TASK REQUIREMENTS: Restate all entries word for word, minus pictures.

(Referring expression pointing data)
--- START ---

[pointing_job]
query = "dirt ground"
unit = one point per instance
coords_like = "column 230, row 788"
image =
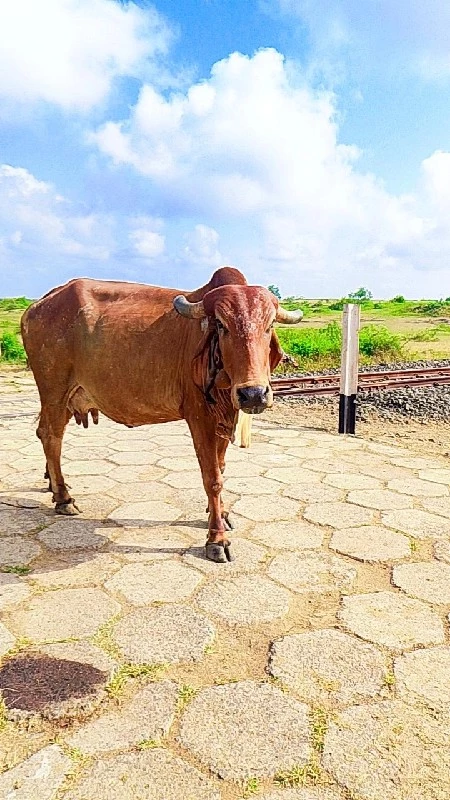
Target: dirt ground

--- END ---

WRITTEN RESPONSE:
[pointing_job]
query = "dirt ground"
unit = one point per instance
coords_like = "column 230, row 788"
image =
Target: dirt ground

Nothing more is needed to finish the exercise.